──────── AVAILABLE RECORDS
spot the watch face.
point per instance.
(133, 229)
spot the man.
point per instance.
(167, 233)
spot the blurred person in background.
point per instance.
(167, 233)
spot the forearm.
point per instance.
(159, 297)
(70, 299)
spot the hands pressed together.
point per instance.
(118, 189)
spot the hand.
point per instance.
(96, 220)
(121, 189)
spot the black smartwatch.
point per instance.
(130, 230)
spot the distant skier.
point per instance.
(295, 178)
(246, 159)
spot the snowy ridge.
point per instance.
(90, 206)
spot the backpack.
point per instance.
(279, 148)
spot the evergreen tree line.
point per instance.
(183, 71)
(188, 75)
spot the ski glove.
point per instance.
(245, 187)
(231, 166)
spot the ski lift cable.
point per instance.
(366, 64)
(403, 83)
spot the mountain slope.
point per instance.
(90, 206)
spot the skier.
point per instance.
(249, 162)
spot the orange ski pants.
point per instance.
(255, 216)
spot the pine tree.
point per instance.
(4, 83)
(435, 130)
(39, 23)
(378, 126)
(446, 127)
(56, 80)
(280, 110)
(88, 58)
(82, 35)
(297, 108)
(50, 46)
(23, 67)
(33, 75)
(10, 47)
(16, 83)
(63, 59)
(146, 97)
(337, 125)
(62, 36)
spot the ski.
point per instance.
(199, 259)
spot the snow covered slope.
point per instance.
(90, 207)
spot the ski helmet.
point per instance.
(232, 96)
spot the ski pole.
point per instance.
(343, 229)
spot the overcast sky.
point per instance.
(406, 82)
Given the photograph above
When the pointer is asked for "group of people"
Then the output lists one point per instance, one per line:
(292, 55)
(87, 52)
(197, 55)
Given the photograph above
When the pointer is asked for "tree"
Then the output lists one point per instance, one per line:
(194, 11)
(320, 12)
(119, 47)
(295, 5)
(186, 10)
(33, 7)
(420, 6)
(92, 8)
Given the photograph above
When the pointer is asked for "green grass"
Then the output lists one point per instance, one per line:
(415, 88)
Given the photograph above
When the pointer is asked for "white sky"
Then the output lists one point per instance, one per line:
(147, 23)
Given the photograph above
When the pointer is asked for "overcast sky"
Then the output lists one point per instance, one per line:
────────────────
A complete and exact transcription of the material is required.

→ SOLUTION BELOW
spot the watch face.
point per instance.
(133, 229)
spot the man.
point per instance.
(167, 233)
spot the blurred person in background.
point per instance.
(167, 233)
spot the forearm.
point per instance.
(159, 297)
(70, 299)
spot the hands pressed together.
point per instance.
(118, 189)
spot the hand.
point per instance.
(96, 220)
(121, 189)
spot the black smartwatch.
point per instance.
(130, 230)
spot the distant skier.
point per instance.
(295, 178)
(246, 159)
spot the snowy ridge.
point per instance.
(90, 206)
spot the backpack.
point per instance.
(279, 148)
spot the evergreen tree line.
point per instance.
(183, 71)
(188, 75)
spot the ski glove.
point per instance.
(245, 187)
(231, 166)
spot the ski lift cable.
point per instance.
(366, 64)
(403, 83)
spot the mountain slope.
point per instance.
(90, 206)
spot the skier.
point per instance.
(249, 162)
spot the orange ski pants.
point per instance.
(255, 216)
spot the pine tree.
point per instance.
(4, 83)
(435, 130)
(39, 23)
(378, 126)
(446, 127)
(56, 80)
(280, 110)
(88, 58)
(82, 35)
(297, 108)
(50, 46)
(23, 67)
(33, 75)
(10, 47)
(16, 83)
(63, 59)
(146, 97)
(337, 125)
(62, 36)
spot the ski.
point per instance.
(199, 259)
spot the snow covered slope.
point per instance.
(90, 207)
spot the ski helmet.
point per instance.
(232, 96)
spot the ski pole.
point per instance.
(343, 229)
spot the overcast sky.
point per instance.
(406, 82)
Given the photograph above
When the pointer is asked for "group of people"
Then the output lists one point per instance, one per line:
(292, 55)
(87, 52)
(197, 55)
Given the photograph above
When the pointer is asked for "tree"
Then the output lists one point per instance, one per line:
(194, 11)
(320, 12)
(119, 47)
(295, 5)
(186, 10)
(33, 7)
(420, 6)
(92, 8)
Given the photograph above
When the pointer is asked for "green grass"
Then the output lists one point per instance, one per line:
(415, 88)
Given the photograph above
When the pointer is asked for "white sky"
Then the output lists one point per instance, one per line:
(147, 23)
Given the photograph above
When the pointer is asked for "overcast sky"
Then the output lists one point per instance, one per line:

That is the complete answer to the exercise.